Work to complete: Please copy the records below word for word, from their start through the line that contains "[(156, 63), (37, 75)]", both ends included, and leave the pictures out.
——————
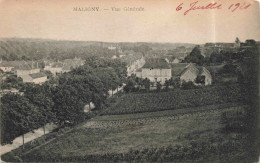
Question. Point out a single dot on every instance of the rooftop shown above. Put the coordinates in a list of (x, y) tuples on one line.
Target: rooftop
[(156, 63), (37, 75)]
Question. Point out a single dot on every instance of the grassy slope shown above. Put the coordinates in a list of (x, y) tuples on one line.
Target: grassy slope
[(83, 141)]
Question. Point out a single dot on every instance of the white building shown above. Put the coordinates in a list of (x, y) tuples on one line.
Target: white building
[(156, 70), (55, 67), (191, 72), (36, 78)]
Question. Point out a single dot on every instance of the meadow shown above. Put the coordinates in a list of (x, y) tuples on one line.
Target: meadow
[(196, 138), (177, 99)]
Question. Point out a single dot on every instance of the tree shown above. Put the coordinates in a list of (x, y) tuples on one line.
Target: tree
[(130, 85), (18, 116), (195, 56), (49, 74), (68, 108), (200, 79), (158, 86), (167, 84), (188, 85), (176, 83), (147, 84), (12, 82), (41, 97)]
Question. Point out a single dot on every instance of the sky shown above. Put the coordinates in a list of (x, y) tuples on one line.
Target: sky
[(159, 22)]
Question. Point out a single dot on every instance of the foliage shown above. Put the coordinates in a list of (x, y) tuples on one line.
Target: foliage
[(200, 79), (158, 86), (18, 116), (188, 85), (12, 82), (195, 56), (147, 102)]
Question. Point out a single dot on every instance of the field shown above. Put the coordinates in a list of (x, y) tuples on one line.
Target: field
[(125, 137), (149, 102), (198, 125)]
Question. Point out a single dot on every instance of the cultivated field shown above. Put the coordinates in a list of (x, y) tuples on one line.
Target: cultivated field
[(187, 135)]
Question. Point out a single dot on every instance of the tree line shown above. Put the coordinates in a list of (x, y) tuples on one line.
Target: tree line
[(61, 100)]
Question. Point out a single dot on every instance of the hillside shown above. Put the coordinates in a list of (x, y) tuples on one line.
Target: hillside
[(18, 48), (152, 137)]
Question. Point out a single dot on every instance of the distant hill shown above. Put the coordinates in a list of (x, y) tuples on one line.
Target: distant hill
[(35, 49)]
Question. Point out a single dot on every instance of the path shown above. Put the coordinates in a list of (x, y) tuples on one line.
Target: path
[(27, 137)]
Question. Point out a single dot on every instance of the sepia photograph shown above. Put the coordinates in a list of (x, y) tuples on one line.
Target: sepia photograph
[(130, 81)]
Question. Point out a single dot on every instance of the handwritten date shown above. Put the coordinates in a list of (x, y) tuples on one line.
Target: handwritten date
[(217, 6)]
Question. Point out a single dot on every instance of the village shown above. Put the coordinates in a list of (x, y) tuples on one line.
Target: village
[(158, 65), (102, 87)]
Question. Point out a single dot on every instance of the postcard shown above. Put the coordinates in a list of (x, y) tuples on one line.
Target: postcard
[(129, 80)]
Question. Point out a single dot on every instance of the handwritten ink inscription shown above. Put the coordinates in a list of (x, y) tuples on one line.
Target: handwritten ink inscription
[(217, 6)]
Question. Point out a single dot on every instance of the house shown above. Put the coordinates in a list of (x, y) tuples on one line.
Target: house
[(156, 70), (191, 72), (27, 68), (70, 64), (9, 66), (36, 78), (54, 67), (176, 60), (134, 62)]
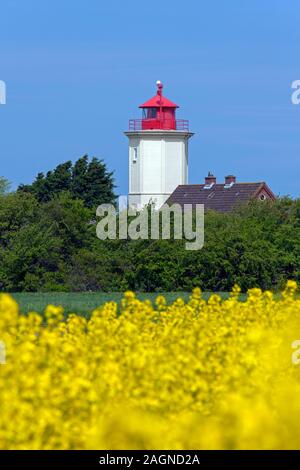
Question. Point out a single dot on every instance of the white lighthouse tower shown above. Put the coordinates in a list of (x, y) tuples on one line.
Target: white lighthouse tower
[(158, 152)]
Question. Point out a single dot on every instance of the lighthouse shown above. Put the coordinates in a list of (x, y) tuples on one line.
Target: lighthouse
[(158, 152)]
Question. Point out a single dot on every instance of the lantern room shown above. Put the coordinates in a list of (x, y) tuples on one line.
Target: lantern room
[(158, 113)]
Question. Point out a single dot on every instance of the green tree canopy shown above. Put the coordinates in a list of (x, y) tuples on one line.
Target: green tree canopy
[(87, 180)]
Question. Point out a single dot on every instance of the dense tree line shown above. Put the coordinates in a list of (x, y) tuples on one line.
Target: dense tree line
[(50, 244), (86, 180)]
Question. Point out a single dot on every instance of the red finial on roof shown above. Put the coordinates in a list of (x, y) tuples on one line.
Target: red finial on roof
[(159, 87)]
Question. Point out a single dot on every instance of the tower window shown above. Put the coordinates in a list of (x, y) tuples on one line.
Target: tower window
[(152, 113), (134, 158)]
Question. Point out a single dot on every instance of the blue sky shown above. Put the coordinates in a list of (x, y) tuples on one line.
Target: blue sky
[(76, 71)]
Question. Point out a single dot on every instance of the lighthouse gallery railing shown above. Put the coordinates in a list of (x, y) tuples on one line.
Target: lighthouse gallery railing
[(142, 124)]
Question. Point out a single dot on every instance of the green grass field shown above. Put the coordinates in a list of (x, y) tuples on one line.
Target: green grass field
[(85, 302)]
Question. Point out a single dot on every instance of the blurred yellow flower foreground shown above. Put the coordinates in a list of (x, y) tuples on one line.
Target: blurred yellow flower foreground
[(199, 375)]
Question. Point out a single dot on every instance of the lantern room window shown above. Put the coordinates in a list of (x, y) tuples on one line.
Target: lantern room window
[(150, 113)]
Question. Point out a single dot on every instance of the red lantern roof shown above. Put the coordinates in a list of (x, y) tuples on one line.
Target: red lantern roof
[(159, 101)]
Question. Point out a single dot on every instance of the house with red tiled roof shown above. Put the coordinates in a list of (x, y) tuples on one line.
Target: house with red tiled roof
[(220, 197)]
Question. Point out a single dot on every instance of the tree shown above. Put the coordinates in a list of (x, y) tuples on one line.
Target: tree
[(89, 181)]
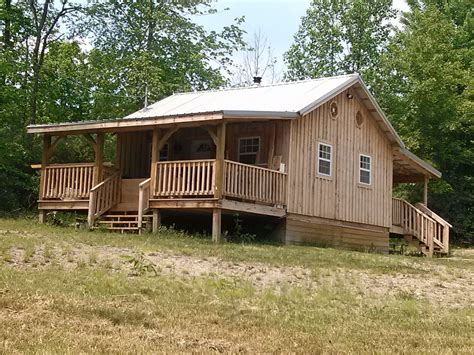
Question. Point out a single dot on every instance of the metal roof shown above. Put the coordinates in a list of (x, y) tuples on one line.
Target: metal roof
[(281, 100)]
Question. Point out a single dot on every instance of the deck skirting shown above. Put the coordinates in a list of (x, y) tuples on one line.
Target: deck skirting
[(339, 234)]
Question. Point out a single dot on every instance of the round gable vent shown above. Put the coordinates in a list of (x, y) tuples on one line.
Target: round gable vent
[(333, 110)]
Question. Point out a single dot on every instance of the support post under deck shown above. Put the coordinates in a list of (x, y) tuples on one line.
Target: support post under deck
[(216, 225), (156, 223)]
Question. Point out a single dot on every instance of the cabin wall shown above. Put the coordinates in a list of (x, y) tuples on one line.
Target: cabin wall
[(340, 197), (274, 138)]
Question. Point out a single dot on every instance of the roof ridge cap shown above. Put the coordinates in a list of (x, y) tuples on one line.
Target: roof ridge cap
[(281, 83)]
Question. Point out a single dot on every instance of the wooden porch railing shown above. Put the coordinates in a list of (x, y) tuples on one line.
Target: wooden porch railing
[(143, 200), (67, 181), (442, 227), (197, 178), (253, 183), (184, 178), (419, 224), (103, 196)]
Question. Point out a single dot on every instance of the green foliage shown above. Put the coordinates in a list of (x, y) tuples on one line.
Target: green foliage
[(91, 61), (428, 95), (338, 37)]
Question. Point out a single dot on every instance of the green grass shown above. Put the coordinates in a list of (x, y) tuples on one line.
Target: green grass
[(96, 307)]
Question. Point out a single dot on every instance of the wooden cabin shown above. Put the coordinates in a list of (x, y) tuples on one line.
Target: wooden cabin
[(319, 155)]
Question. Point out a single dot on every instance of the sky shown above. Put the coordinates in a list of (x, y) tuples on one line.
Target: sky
[(278, 20)]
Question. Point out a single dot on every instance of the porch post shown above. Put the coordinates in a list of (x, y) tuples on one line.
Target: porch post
[(99, 159), (156, 223), (155, 151), (118, 152), (220, 155), (425, 190), (216, 225), (44, 162)]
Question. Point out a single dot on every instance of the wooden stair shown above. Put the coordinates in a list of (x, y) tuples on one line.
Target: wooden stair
[(123, 222), (421, 226)]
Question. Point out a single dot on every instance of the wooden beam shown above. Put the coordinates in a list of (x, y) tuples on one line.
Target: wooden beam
[(216, 225), (118, 153), (165, 137), (54, 145), (156, 220), (425, 190), (220, 156), (127, 125), (155, 155), (212, 134), (44, 162), (99, 159), (271, 150)]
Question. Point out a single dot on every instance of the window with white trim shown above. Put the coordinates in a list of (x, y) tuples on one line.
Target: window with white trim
[(324, 159), (248, 149), (365, 169)]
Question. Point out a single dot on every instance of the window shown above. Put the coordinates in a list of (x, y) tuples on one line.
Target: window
[(365, 167), (248, 149), (324, 159), (359, 119), (164, 153), (333, 109)]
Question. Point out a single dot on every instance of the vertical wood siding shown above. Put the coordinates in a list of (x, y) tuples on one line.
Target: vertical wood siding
[(340, 197)]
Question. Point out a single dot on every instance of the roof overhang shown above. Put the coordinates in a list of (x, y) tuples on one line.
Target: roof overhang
[(407, 167), (120, 125)]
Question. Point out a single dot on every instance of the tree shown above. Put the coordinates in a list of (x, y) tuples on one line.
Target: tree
[(428, 95), (340, 36), (155, 43), (45, 19), (257, 61)]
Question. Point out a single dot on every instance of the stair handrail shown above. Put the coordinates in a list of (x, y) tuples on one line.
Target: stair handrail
[(102, 197), (143, 200), (445, 225), (424, 228)]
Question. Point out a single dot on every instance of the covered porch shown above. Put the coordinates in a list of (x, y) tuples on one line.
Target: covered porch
[(417, 221), (227, 166)]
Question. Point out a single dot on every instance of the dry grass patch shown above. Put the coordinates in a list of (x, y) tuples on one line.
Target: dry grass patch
[(97, 292)]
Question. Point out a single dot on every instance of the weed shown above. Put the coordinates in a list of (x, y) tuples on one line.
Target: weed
[(141, 265)]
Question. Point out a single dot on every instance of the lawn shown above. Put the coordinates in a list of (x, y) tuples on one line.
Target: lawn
[(63, 290)]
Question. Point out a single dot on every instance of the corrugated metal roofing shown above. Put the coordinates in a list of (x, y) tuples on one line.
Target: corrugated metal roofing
[(290, 98)]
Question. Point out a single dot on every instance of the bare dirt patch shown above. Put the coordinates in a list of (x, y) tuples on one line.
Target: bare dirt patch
[(438, 284)]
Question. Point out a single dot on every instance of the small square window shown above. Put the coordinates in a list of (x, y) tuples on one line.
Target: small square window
[(164, 153), (324, 159), (365, 169), (248, 149)]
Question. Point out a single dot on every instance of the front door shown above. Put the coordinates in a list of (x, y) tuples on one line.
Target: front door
[(202, 149)]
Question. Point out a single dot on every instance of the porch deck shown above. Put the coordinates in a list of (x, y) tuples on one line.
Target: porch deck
[(173, 185)]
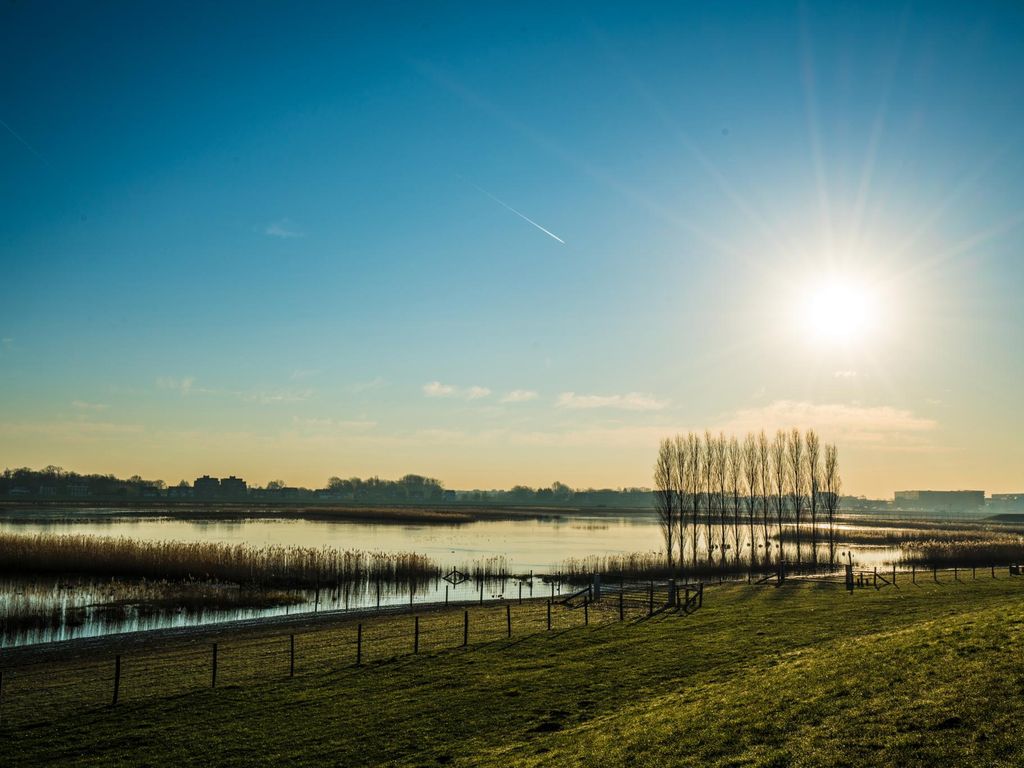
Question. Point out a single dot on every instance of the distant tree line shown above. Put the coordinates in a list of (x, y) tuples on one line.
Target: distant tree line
[(412, 488), (409, 487), (708, 489), (53, 480), (559, 494)]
——————
Output of the exercise:
Question. Point out a single dot on every instance of the rooftop shown above. Put the coordinates in a list of (x, y) tuples on one line.
Target: rooftop
[(156, 63), (37, 75)]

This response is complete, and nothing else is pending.